**Instructions for the task**
Set down every record once more, exactly as given.
**** Data section ****
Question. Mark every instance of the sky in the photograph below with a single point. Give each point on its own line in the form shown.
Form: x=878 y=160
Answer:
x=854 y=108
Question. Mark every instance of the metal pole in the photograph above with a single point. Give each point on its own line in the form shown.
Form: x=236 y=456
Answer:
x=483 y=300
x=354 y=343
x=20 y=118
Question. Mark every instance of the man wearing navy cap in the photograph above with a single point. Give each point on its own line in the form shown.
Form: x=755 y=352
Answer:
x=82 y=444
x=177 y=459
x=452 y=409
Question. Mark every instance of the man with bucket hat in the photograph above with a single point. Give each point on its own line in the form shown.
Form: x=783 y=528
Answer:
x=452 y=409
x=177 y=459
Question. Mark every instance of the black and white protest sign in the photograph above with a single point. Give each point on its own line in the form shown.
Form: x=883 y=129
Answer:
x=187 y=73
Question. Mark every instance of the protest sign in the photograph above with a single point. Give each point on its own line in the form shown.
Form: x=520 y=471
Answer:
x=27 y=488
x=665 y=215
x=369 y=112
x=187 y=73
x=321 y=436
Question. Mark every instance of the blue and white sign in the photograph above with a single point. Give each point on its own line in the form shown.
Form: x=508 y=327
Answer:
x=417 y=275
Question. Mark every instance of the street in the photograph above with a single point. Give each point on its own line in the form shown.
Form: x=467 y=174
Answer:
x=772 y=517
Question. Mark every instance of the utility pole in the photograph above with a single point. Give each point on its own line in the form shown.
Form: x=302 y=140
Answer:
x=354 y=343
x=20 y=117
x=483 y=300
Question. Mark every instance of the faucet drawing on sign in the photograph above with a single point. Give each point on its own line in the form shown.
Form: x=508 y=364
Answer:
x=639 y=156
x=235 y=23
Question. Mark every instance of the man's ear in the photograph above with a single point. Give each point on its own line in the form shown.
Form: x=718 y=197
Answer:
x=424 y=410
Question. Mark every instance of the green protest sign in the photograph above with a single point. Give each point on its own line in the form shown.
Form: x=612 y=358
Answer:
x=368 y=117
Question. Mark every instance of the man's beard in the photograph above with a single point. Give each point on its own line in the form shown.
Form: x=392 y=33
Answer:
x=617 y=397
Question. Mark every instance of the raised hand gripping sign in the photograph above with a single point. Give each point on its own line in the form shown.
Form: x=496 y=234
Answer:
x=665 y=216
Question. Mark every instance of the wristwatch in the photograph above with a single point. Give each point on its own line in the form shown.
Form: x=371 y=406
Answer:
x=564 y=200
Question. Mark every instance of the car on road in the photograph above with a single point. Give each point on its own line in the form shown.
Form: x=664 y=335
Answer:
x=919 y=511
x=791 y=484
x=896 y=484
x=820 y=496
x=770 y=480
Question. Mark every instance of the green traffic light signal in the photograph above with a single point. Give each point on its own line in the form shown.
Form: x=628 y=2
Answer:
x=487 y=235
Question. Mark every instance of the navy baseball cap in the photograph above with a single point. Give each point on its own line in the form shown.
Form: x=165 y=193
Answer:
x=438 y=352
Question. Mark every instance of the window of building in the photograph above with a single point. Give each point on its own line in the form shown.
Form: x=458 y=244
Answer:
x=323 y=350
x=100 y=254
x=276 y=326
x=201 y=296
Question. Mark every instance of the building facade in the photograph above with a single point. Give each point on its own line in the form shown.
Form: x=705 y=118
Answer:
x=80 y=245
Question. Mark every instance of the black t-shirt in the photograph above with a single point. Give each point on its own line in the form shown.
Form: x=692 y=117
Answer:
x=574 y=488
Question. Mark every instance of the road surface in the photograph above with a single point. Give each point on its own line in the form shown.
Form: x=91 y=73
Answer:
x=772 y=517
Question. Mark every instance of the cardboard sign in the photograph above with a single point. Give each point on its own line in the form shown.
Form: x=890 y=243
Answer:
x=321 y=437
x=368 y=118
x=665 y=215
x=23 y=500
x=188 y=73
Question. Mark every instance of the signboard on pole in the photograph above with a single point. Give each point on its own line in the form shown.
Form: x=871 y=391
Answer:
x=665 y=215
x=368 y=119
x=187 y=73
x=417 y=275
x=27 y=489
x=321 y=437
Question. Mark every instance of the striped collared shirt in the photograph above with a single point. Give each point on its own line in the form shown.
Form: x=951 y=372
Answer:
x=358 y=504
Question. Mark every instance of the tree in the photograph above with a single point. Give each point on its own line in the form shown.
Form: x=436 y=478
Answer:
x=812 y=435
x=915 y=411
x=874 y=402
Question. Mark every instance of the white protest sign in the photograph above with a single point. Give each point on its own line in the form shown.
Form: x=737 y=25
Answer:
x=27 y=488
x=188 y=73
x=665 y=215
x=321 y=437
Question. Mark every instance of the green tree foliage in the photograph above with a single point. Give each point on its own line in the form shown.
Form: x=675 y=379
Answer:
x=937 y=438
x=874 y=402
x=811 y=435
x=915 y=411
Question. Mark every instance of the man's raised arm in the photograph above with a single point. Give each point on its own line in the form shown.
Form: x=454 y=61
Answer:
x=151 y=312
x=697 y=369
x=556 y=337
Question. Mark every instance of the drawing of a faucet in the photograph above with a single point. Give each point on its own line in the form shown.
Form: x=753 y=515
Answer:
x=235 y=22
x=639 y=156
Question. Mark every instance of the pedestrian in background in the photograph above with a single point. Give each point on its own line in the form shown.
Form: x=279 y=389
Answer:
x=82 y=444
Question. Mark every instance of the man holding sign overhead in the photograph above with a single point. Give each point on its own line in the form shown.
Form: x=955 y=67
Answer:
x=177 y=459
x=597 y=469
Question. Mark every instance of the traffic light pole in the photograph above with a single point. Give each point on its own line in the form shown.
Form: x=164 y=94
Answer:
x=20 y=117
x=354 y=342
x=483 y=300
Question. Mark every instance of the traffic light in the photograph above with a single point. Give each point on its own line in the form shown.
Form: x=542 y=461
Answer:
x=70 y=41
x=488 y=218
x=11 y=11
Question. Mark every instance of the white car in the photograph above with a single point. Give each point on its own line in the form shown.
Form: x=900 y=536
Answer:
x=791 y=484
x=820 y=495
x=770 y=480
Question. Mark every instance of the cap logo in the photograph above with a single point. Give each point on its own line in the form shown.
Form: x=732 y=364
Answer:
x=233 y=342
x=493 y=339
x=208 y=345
****
**Written response**
Question. Mark every instance of the sky in the photograph below with a single point. Give each point on its own line in the form shown.
Form: x=878 y=160
Answer:
x=854 y=108
Question. Mark every instance of the metal pole in the photograph above with a single point. Give each point on its own line in the form shown.
Form: x=236 y=456
Answer:
x=483 y=300
x=354 y=343
x=20 y=118
Question. Mark every instance of the man wearing navy cap in the photograph above with a single point. Give each point on its own line in the form shown.
Form: x=755 y=352
Answer:
x=82 y=444
x=177 y=459
x=452 y=409
Question. Mark every instance of the man with bucket hat in the photograph above with a single point. Give each point on its own line in the form shown.
Form: x=783 y=528
Answer:
x=452 y=409
x=177 y=459
Question. Mark every instance of the black and white protest sign in the photograph above with a single point. Give each point on its own line in the form shown.
Form: x=883 y=129
Answer:
x=187 y=73
Question. Mark every instance of the protest sign in the photograph above with a single point. Give each point on its own line in the form shown.
Form: x=520 y=471
Answer:
x=27 y=488
x=665 y=215
x=369 y=112
x=187 y=73
x=321 y=436
Question. Mark every instance of the blue and white sign in the photograph above with a single point. Give each point on its own line in the form shown.
Form: x=508 y=327
Answer:
x=417 y=275
Question. Mark every instance of the street in the photograph above with a single point. Give each point on its own line in the form shown.
Form: x=467 y=174
Answer:
x=772 y=517
Question. Mark every instance of the utility pole in the photograph above with a single point. Give each point on its own line in the form shown.
Form: x=302 y=140
Answer:
x=354 y=343
x=20 y=117
x=483 y=300
Question. Mark every instance of the faucet drawing on sign in the photograph above with a single point. Give each point on its own line in the form shown.
Form: x=508 y=364
Answer:
x=639 y=156
x=235 y=23
Question. Mark every instance of the man's ear in the photograph above with a single point. Give each point on its own line in the form shown.
Form: x=718 y=197
Answer:
x=424 y=410
Question. Mark every instance of the green protest sign in the photograph above with a single point. Give each point on its own line in the form shown.
Form: x=612 y=358
Answer:
x=368 y=117
Question. Mark every instance of the man's beard in the photograph above with a single point. Give each point on its own line in the form shown.
Form: x=392 y=33
Answer:
x=617 y=397
Question. Mark every instance of the raised hand gripping sign in the photograph above with a single point. Give each point on its own line in the form shown.
Form: x=496 y=234
Answer:
x=665 y=216
Question. Mark every instance of the wristwatch in the photograph above with a single point. Give each point on its own line in the form shown.
Form: x=371 y=406
Answer:
x=564 y=200
Question. Mark every instance of the car on road in the photograph above with a single point. Give each point on its own line in the form shown.
Form: x=664 y=335
Answer:
x=919 y=511
x=791 y=484
x=896 y=484
x=820 y=496
x=770 y=480
Question. Mark every instance of the green traffic light signal in the photograph above with a single point. Give each point on its own line in the form shown.
Form: x=628 y=2
Answer:
x=487 y=235
Question. Mark every instance of the navy baseball cap in the photograph above with a single point. Give each point on its own line in the form shown.
Form: x=165 y=193
Answer:
x=438 y=352
Question. Mark every instance of the window of building in the photograph above with a single point. Give each point on its own line in the form shown.
Form: x=458 y=244
Answer:
x=323 y=350
x=100 y=254
x=276 y=326
x=201 y=296
Question. Mark every instance of the building facade in the photograph above with a single point. Give each point on its own line in the form shown.
Form: x=705 y=118
Answer:
x=80 y=245
Question. Mark every instance of the black t-shirt in the photograph above with a single point. Give each point on its own line in the form shown.
Form: x=692 y=117
Answer:
x=574 y=488
Question. Mark every instance of the road surface in the photograph above with a single point. Give each point on its own line in the form shown.
Form: x=91 y=73
Answer:
x=772 y=517
Question. Mark every instance of the cardboard sign in the photograph above with a single point. Give each point on its own line in the form shown.
Form: x=890 y=243
Answer:
x=321 y=437
x=368 y=118
x=665 y=215
x=23 y=500
x=188 y=73
Question. Mark every instance of the signboard on pole in the photograph above with a single point. Give each point on its own line in the form shown.
Form: x=871 y=391
Answer:
x=665 y=215
x=368 y=119
x=187 y=73
x=417 y=275
x=27 y=489
x=321 y=437
Question. Mark every instance of the striped collared shirt in the photograph above with a single point. Give each point on its own line in the form shown.
Form: x=951 y=372
Answer:
x=358 y=504
Question. Mark every instance of the tree in the photograph above with a single point. Give each point on its own line in the form shown.
Form: x=436 y=478
Answer:
x=812 y=435
x=915 y=411
x=874 y=402
Question. Mark every instance of the white protest sign in the photograph above with a single point. Give each point on its own line in the form shown.
Form: x=737 y=25
Answer:
x=27 y=488
x=188 y=73
x=665 y=215
x=321 y=437
Question. Mark every instance of the green tree foliage in the photograph above with a single point. Give each point on its own line in the form shown.
Form: x=675 y=379
Answer:
x=937 y=438
x=874 y=402
x=811 y=435
x=915 y=411
Question. Mark every instance of the man's raised arm in the photograph above with a single point. Give each point on its own line in the form shown.
Form: x=454 y=61
Answer:
x=151 y=312
x=697 y=369
x=556 y=337
Question. Mark every instance of the drawing of a faucet in the photograph above with a single point. Give each point on its own line in the form shown.
Form: x=753 y=515
Answer:
x=235 y=22
x=639 y=156
Question. Mark every instance of the pedestrian in background in the photograph above with a single point. Give each point on its own line in the form shown.
Form: x=279 y=389
Answer:
x=82 y=444
Question. Mark every instance of the man holding sign overhead in the photograph above with a single point. Give each point on its own line in the form shown.
Form: x=955 y=67
Answer:
x=177 y=459
x=597 y=469
Question. Mark every instance of the traffic light pole in the photograph above with a single point. Give each point on its own line in the form shown.
Form: x=164 y=94
Answer:
x=20 y=117
x=354 y=342
x=483 y=300
Question. Mark every instance of the traffic light in the photograph above with a single point. Give each point on its own line in the form shown.
Form: x=542 y=461
Answer:
x=70 y=41
x=488 y=218
x=11 y=11
Question. Mark every instance of the white car in the photograph above with a single point. Give each point on its own line in the form shown.
Form: x=900 y=536
Answer:
x=791 y=484
x=820 y=495
x=770 y=480
Question. Mark every instance of the cap logo in the photograph above with a single point. Give each point on its own line in the form shown.
Form: x=732 y=364
Answer:
x=233 y=342
x=493 y=339
x=208 y=345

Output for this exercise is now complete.